(Required task) Change "Point out where" to "Show where" everywhere in the items below and write all the lines out again with nothing else altered. Leave the pictures out.

--- BEGIN Data for the task ---

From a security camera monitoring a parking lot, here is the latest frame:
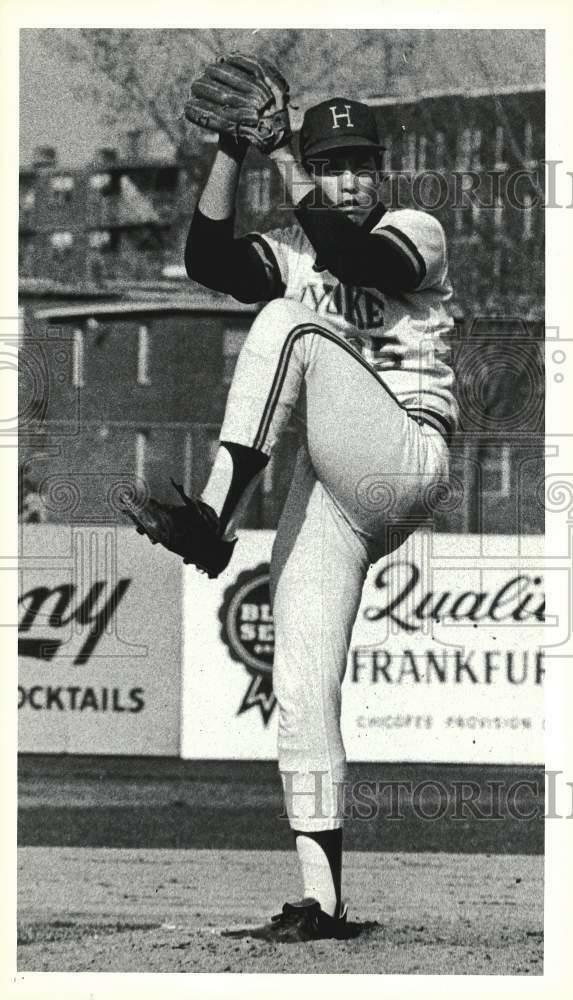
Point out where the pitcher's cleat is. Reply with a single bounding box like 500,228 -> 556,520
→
222,897 -> 355,944
121,479 -> 237,579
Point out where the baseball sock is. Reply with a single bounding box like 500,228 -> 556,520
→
293,829 -> 342,917
201,441 -> 269,540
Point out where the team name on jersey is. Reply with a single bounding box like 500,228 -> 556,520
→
300,281 -> 384,330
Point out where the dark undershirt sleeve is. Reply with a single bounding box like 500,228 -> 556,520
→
185,208 -> 284,302
295,191 -> 423,294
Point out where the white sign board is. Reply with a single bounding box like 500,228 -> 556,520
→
18,525 -> 182,756
182,532 -> 544,764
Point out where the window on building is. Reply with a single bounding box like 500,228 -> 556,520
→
72,328 -> 85,387
20,188 -> 36,212
50,174 -> 75,204
137,326 -> 151,385
88,229 -> 111,250
480,444 -> 511,499
135,431 -> 147,479
90,174 -> 112,195
50,230 -> 74,250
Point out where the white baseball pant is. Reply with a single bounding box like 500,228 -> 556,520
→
221,299 -> 449,832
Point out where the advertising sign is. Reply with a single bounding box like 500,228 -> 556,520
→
182,532 -> 544,764
18,525 -> 181,755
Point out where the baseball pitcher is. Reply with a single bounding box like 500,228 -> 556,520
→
126,54 -> 457,941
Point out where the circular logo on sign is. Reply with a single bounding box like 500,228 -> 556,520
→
219,563 -> 276,726
219,563 -> 275,674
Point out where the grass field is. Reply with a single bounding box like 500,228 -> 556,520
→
18,755 -> 544,975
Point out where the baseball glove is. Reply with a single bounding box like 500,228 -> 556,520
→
121,479 -> 236,578
185,52 -> 292,153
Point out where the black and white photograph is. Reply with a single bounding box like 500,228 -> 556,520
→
7,8 -> 573,996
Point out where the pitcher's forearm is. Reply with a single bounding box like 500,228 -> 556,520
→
199,139 -> 246,220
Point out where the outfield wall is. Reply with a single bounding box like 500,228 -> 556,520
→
18,525 -> 547,764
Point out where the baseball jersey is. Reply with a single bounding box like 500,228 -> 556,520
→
249,209 -> 458,431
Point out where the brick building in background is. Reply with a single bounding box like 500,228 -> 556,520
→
19,90 -> 544,533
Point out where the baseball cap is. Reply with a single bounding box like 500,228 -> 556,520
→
299,97 -> 384,160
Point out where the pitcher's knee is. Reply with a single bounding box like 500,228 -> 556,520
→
249,299 -> 316,343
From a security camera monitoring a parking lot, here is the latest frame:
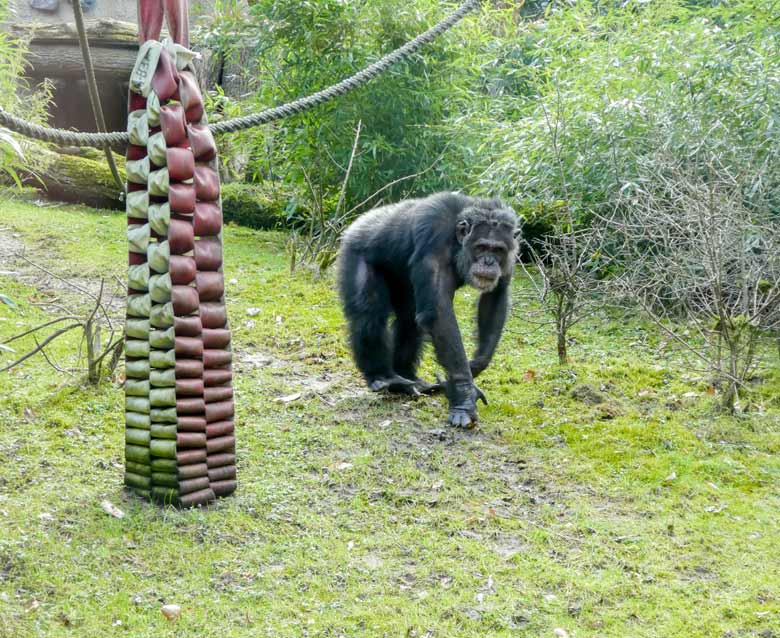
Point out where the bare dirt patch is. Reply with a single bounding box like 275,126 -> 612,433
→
0,227 -> 125,320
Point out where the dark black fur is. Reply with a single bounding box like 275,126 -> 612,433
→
339,193 -> 517,426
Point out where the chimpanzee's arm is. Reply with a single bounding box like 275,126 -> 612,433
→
411,256 -> 484,426
470,277 -> 510,377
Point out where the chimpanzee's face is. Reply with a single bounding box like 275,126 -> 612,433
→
457,209 -> 517,292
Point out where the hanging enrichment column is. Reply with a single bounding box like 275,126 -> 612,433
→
125,2 -> 236,507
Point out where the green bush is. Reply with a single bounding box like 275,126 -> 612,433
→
222,182 -> 290,230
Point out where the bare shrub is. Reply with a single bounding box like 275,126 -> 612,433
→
609,156 -> 780,413
518,218 -> 611,365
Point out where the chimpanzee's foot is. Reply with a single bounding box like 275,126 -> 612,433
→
447,408 -> 479,430
368,374 -> 420,396
414,377 -> 445,394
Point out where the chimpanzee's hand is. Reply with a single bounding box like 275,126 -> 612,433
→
447,382 -> 487,428
368,374 -> 420,396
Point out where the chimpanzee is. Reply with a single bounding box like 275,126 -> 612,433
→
339,193 -> 517,427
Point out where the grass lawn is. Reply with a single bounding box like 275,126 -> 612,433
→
0,201 -> 780,638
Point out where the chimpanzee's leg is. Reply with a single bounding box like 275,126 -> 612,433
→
339,250 -> 414,391
391,287 -> 423,379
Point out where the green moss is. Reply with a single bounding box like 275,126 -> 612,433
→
222,182 -> 289,230
0,202 -> 780,638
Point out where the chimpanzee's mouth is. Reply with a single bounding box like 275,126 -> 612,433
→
471,273 -> 498,292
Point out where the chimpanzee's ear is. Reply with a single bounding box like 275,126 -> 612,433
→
455,219 -> 471,245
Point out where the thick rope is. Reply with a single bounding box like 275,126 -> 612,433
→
73,0 -> 125,193
0,0 -> 481,148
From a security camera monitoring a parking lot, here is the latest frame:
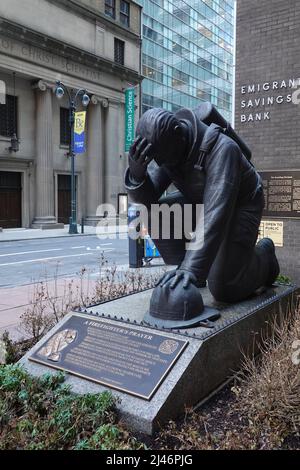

--- END Data for the task ---

(The answer)
From a security camera monitoring a parking lot, here is the latest frame:
Show where the pitcher's cleat is. Reply with a single bounding box like 500,228 -> 556,520
→
222,897 -> 355,944
121,479 -> 237,579
Show where the baseball sock is. Reply with a single bounding box like 500,228 -> 556,520
→
293,829 -> 342,917
201,441 -> 269,540
Show where the team name on jersey is. Reply with a single bounding box like 500,228 -> 556,520
→
300,281 -> 384,330
Show where the dark undershirt sleeve is. Reply with a single bounding box like 500,228 -> 556,520
→
185,208 -> 284,302
295,191 -> 423,294
Show where the white sign board is. Reply with a single bounding box like 500,228 -> 556,520
→
18,525 -> 182,756
182,532 -> 544,764
Show where the window on building is. Reply with a single bounding box like 500,228 -> 556,520
→
72,328 -> 85,387
20,188 -> 36,212
50,174 -> 75,204
137,326 -> 151,385
88,229 -> 111,250
480,444 -> 511,499
135,431 -> 147,479
90,174 -> 112,195
50,230 -> 74,250
Show where the white baseball pant is. Reply with a single bounding box like 500,228 -> 556,520
→
221,299 -> 449,832
Show where the advertising sign is. Reply with a single bounding box like 500,228 -> 556,520
→
182,532 -> 544,764
18,525 -> 181,755
Show where the baseball pitcher is. Reply with a single bounding box like 500,228 -> 556,520
→
126,54 -> 457,941
Show where the circular logo on sign is. Reply with a single bounding box like 500,228 -> 556,520
→
219,563 -> 276,726
219,563 -> 275,674
Show where the grass field is. Reply with a single bounding box like 500,228 -> 556,520
→
18,755 -> 544,975
Show where the baseball glove is. Reply with a single bounding box like 500,228 -> 556,520
→
121,479 -> 236,578
185,52 -> 292,153
Show where the black and white photograph is. Reply with a single bounding box like 500,228 -> 556,520
→
7,8 -> 573,996
Show where the pitcher's forearm is. Reply with a single bounding box like 500,228 -> 556,520
→
199,139 -> 246,220
Show where the outfield wall is. Reply with a single bounding box like 500,228 -> 556,520
→
18,525 -> 547,764
Show where the baseball jersey is. Reply with a single bounding box like 500,228 -> 556,520
→
249,209 -> 458,431
Show where the brick building in background is. Reply with a single bounding box like 500,228 -> 556,520
→
19,90 -> 544,533
Show where the baseball cap is. Reply with a single bounding box like 500,228 -> 556,520
→
299,97 -> 384,160
Show where the pitcher's knee is. Reply with a single bounding box like 500,228 -> 556,520
→
249,299 -> 316,343
From a security camera monitoring a parking lot, here is the latest frame:
Show where the bare dirt patch is. Reply with a single bounding box like 275,126 -> 612,433
→
0,227 -> 125,320
Show where the dark black fur is. Reply with a single bounding box like 275,126 -> 612,433
→
339,193 -> 517,426
Show where the chimpanzee's arm is. Reply with a single bounding box like 275,126 -> 612,433
→
411,256 -> 484,426
470,277 -> 510,377
Show where the chimpanzee's face is. Reply with a single bounding box like 275,126 -> 612,433
→
457,209 -> 517,292
Show where the hanging enrichment column is. Reply with a single bounding box like 275,126 -> 612,433
→
125,2 -> 236,507
Show where the green bush is. Reply with a single bounding box like 275,126 -> 612,433
→
222,182 -> 290,230
Show where the bare shrub is. Reply with a single bounding box like 275,126 -> 612,433
→
609,156 -> 780,413
518,218 -> 611,365
Show where the chimpanzee's foot is. Reply with a single bounding box like 275,126 -> 612,433
→
447,408 -> 479,430
368,374 -> 420,396
414,377 -> 445,394
Show where the chimpanzee's hand is. Reply with a single bounding box like 275,126 -> 612,433
→
447,382 -> 487,428
368,374 -> 420,396
Show where the chimpanzee is. Reply with a single bounding box like 275,126 -> 612,433
→
339,193 -> 517,427
Show where the grass lawn is. Reply with a single bounding box like 275,126 -> 612,433
→
0,201 -> 780,638
Show where the chimpanzee's leg is. Reply with a single bounding box like 275,126 -> 612,433
→
339,250 -> 414,391
391,287 -> 423,379
Show where the green moss is. Reply with a single bounding box like 275,126 -> 612,433
→
222,182 -> 289,230
0,202 -> 780,638
Show where the chimpanzee's mouth is. Reply with a single bounding box like 275,126 -> 612,433
→
471,273 -> 498,292
Show where the chimpanzee's ear is. Reply with a single bounding box like 275,126 -> 612,433
→
455,219 -> 471,245
Show where the thick rope is. Reply with a single bounding box like 275,126 -> 612,433
→
73,0 -> 125,193
0,0 -> 481,148
From a security camera monitoring a parking lot, here is the latest frame:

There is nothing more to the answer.